= Text provided =

#####

[PATCH V7 00/17] Enable SRIOV on POWER8
Benjamin Herrenschmidt
benh at kernel.crashing.org
Thu Jul 31 16:35:10 EST 2014
On Thu, 2014-07-24 at 14:22 +0800, Wei Yang wrote:
> This patch set enables the SRIOV on POWER8.
Hi Bjorn !
There are 4 patches in there to the generic code, but so far not much
review from your side of the fence :-)
How do you want to proceed ?
Cheers,
Ben.
> The gerneral idea is put each VF into one individual PE and allocate required
> resources like DMA/MSI.
>
> One thing special for VF PE is we use M64BT to cover the IOV BAR. M64BT is one
> hardware on POWER platform to map MMIO address to PE. By using M64BT, we could
> map one individual VF to a VF PE, which introduce more flexiblity to users.
>
> To achieve this effect, we need to do some hack on pci devices's resources.
> 1. Expand the IOV BAR properly.
> Done by pnv_pci_ioda_fixup_iov_resources().
> 2. Shift the IOV BAR properly.
> Done by pnv_pci_vf_resource_shift().
> 3. IOV BAR alignment is the total size instead of an individual size on
> powernv platform.
> Done by pnv_pcibios_sriov_resource_alignment().
> 4. Take the IOV BAR alignment into consideration in the sizing and assigning.
> This is achieved by commit: "PCI: Take additional IOV BAR alignment in
> sizing and assigning"

#####

= Extracted entries =
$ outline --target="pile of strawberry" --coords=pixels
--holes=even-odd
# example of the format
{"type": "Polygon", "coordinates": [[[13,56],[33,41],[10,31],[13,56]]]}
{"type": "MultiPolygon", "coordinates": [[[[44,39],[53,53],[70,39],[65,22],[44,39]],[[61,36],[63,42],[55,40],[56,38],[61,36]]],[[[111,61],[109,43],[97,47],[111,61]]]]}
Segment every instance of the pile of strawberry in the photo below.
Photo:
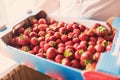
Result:
{"type": "Polygon", "coordinates": [[[76,22],[31,19],[30,26],[16,30],[9,43],[29,54],[77,69],[94,69],[101,53],[109,51],[116,30],[108,23],[89,29],[76,22]]]}

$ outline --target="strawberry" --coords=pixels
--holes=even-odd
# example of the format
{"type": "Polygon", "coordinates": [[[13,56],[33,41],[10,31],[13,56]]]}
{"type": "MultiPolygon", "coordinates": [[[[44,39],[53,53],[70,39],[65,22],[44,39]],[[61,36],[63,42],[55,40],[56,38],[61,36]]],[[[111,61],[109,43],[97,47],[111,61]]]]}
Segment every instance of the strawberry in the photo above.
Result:
{"type": "Polygon", "coordinates": [[[17,37],[18,40],[18,44],[19,45],[28,45],[30,43],[30,38],[27,35],[20,35],[19,37],[17,37]]]}
{"type": "Polygon", "coordinates": [[[32,37],[30,39],[30,43],[31,43],[31,45],[38,45],[39,44],[38,38],[37,37],[32,37]]]}
{"type": "Polygon", "coordinates": [[[21,50],[23,50],[23,51],[25,51],[25,52],[29,52],[29,51],[30,51],[30,48],[29,48],[29,46],[24,45],[24,46],[21,47],[21,50]]]}

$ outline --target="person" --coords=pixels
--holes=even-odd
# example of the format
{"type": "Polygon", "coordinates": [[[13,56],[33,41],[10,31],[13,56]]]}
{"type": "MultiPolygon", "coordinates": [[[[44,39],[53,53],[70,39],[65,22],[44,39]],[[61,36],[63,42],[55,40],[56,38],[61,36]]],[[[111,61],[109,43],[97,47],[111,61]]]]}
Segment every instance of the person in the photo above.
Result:
{"type": "Polygon", "coordinates": [[[106,21],[120,17],[120,0],[41,0],[39,8],[65,17],[106,21]]]}

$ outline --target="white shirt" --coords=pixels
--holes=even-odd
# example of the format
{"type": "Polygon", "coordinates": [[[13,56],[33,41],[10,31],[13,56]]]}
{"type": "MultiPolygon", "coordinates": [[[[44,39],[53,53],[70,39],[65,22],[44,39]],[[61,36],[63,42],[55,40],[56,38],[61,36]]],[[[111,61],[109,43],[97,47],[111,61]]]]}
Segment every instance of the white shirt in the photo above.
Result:
{"type": "Polygon", "coordinates": [[[120,0],[60,0],[60,15],[107,20],[120,17],[120,0]]]}

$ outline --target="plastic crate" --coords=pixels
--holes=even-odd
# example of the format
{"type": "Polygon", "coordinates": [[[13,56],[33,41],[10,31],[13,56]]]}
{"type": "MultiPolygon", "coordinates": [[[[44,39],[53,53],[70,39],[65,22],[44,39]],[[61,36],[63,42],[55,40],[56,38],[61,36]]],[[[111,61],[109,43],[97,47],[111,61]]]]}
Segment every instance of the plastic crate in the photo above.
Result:
{"type": "Polygon", "coordinates": [[[55,80],[27,66],[19,65],[0,80],[55,80]]]}
{"type": "Polygon", "coordinates": [[[32,54],[28,54],[27,52],[21,51],[17,48],[14,48],[8,45],[9,39],[12,36],[12,32],[23,25],[24,26],[28,25],[26,23],[29,23],[29,18],[31,18],[32,16],[35,16],[37,18],[41,18],[41,17],[52,18],[57,21],[64,21],[67,23],[75,21],[78,23],[82,23],[88,27],[91,27],[90,25],[93,25],[95,22],[99,22],[100,24],[103,24],[103,25],[105,25],[105,23],[101,21],[94,21],[94,20],[81,20],[79,18],[76,19],[76,18],[50,16],[50,15],[47,15],[44,11],[39,11],[39,12],[35,11],[32,14],[27,15],[25,19],[22,19],[21,22],[13,26],[12,29],[8,28],[7,31],[5,31],[4,36],[1,37],[2,39],[1,41],[4,47],[6,48],[6,50],[9,51],[9,53],[5,55],[7,55],[9,58],[14,59],[15,61],[21,64],[31,66],[33,69],[36,69],[37,71],[42,72],[44,74],[50,75],[58,80],[84,80],[85,79],[83,76],[84,72],[82,70],[74,69],[74,68],[64,66],[44,58],[40,58],[32,54]]]}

#####

= Directions =
(1) In the SRIOV email, what hardware is used to cover the IOV BAR?
(2) Rewrite everything in the SRIOV email from "There are 4" down to "resources like DMA/MSI.", putting "feedback" in place of "review".
The records have nothing to do with the SRIOV email.

= Exercise responses =
(1) M64BT

(2)
There are 4 patches in there to the generic code, but so far not much
feedback from your side of the fence :-)
How do you want to proceed ?
Cheers,
Ben.
> The gerneral idea is put each VF into one individual PE and allocate required
> resources like DMA/MSI.